- **Exercises**:
- 1) Copy out, word for word, the part of the passage about the fire that begins with the words containing "They didn’t have" and ends with "cared. He did because he cared.".
- 2) Pick up the passage about the fire where it stops and keep writing it.

- **Text**:
= = =

He did because he cared.
People from all sorts of restaurants brought food and drink for the firefighters as they worked all night. Pizza. Chicken wings. Protein bars. Water. Gatorade. They set up tables. They wanted to do more.
They did because they cared.
Cops cordoned off the streets, stood there in thick-can’t-see smoke with no protective gear and just did it. A police sergeant pushed water bottles into firefighters’ hands as they staggered up the alley towards the recovery center.
One firefighter, Chuck Colbert, said, “That Farrar. He knew just what I needed. Just shoved that water into my hand. God, what a lifesaver. Love that guy.”
The cops did it because they cared.
People were offering pet care, food, places to stay, jobs for the displaced workers and people who suddenly had no home. People were offering everything they could.
They did because they cared.
Fancy hotels took homeless residents in for the night. At least the night.
They did because they cared.
People like Vicki, who just lost her business, and was spending most of her time, pleading for jobs for her workers.
She was doing that because she cares. Same way she cared about me during my tiny emotional crisis. She cares. So. Much.
Firefighters sang HAPPY BIRTHDAY to one of the ambulance attendants at 1 a.m.
They did because they cared.
Firefighters went into a building to get a woman’s medication.
They didn’t have to. They did because they cared.
A police sergeant tried to calm a comforting child who had been sleeping in an upstairs apartment when the fire started, and he tried so hard to help that child that multiple people pulled me aside to tell me about it.
They did because they cared. He did because he cared.

= = =

- **Supplied entries**:
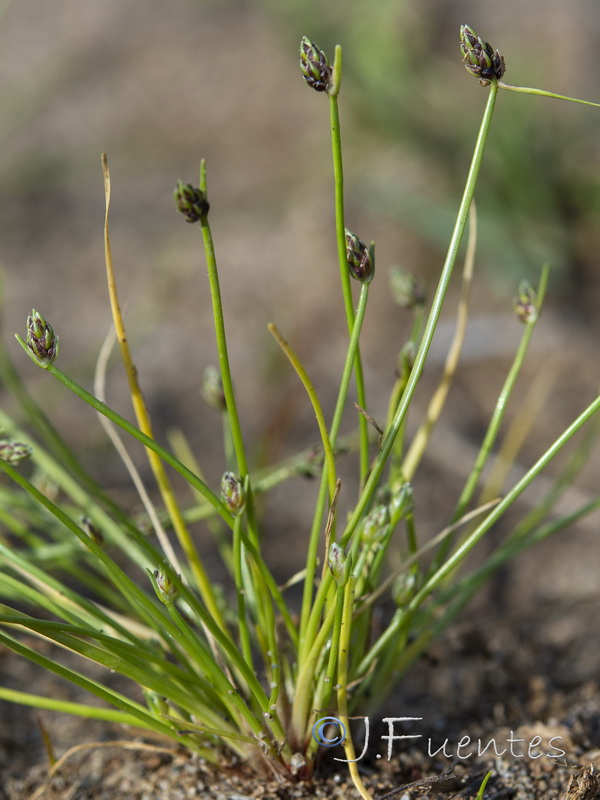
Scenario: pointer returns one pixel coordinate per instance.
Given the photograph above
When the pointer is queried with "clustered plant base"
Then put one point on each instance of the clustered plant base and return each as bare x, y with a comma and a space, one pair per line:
240, 669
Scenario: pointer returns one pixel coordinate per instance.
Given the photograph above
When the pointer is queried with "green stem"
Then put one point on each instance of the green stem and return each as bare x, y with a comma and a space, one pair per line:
542, 93
217, 308
340, 229
309, 619
496, 421
151, 444
465, 548
432, 320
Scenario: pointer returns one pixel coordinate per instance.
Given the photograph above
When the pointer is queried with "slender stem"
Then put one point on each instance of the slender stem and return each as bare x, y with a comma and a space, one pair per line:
432, 320
309, 619
219, 323
453, 561
145, 425
342, 692
505, 394
340, 229
542, 93
438, 400
310, 390
151, 444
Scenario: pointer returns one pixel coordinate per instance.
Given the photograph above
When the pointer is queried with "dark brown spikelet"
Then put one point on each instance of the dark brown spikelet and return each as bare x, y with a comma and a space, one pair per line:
314, 65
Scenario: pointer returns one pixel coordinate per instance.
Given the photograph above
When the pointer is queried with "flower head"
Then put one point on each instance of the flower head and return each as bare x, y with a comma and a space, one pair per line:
190, 202
232, 493
480, 59
314, 65
41, 339
359, 258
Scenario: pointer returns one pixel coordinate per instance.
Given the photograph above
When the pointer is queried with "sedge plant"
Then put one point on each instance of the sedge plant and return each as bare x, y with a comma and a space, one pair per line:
239, 672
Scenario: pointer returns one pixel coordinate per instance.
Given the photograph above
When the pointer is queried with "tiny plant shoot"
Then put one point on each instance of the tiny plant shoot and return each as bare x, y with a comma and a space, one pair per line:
243, 672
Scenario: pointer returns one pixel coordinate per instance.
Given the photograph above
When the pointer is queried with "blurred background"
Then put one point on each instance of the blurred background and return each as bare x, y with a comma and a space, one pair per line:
158, 85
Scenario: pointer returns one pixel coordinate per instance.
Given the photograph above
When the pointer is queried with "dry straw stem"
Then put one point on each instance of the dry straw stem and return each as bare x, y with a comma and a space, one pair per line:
143, 419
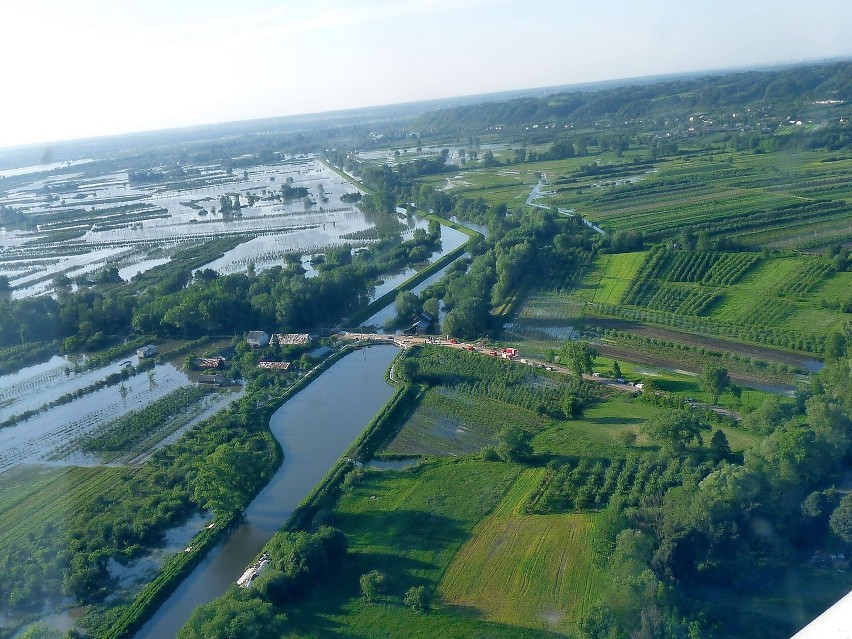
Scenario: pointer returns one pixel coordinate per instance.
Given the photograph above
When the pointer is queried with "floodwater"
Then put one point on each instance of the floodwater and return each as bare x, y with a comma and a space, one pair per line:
313, 433
48, 433
389, 311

= = =

- **Responses by task**:
- 1)
They didn’t have to. They did because they cared.
A police sergeant tried to calm a comforting child who had been sleeping in an upstairs apartment when the fire started, and he tried so hard to help that child that multiple people pulled me aside to tell me about it.
They did because they cared. He did because he cared.

- 2)
Firefighters turned the knobs on each other’s breathing tanks, helped hoist them on, verified that they were full with enough air over and over again. Firefighters climbed ladders and roofs, entered burning buildings, walked down streets sometimes so thick with smoke that you couldn’t see. EMTs checked vital signs, breathing, hydration, body heat. Firefighters stayed throughout the night protecting that street even after the fire was taken down. These were the same firefighters who just sent their kids off to school for the first time that day. Firefighters and EMTs who need places to live, who can sometimes barely scrap rent and food money together themselves.
Volunteers. Full-timers. People.
They did because they care. They do it because they care.
I am so proud of the people in my community. They bicker over politics. They fight about town managers and property lines, cruise ships, tourism, land use ordinances, parking, development and occasionally the school, but when it matters? When it really matters?
They care.
Photos: Carrie Jones
DISCLOSURES: Shaun Farrar is mentioned in this article and in a photo with his brother, Josh. He is my husband and co-creator of the Bar Harbor Story. I was an on-call firefighter in Bar Harbor.
BAR HARBOR FIRE DEPARTMENT
To check if Bar Harbor Fire Department is currently hiring, please go to the town’s jobs page.
But even if it isn’t, you can become a call member for Bar Harbor or any of the surrounding towns.
Becoming a call force firefighter requires extensive training, hard work, and dedication to the community. The town relies on call force firefighters to respond quickly to emergencies, to perform firefighting duties, and to provide assistance and support to career firefighters. To be a full force firefighter is to have a chance to aid and serve the community, which is an extremely rewarding experience, according to the department.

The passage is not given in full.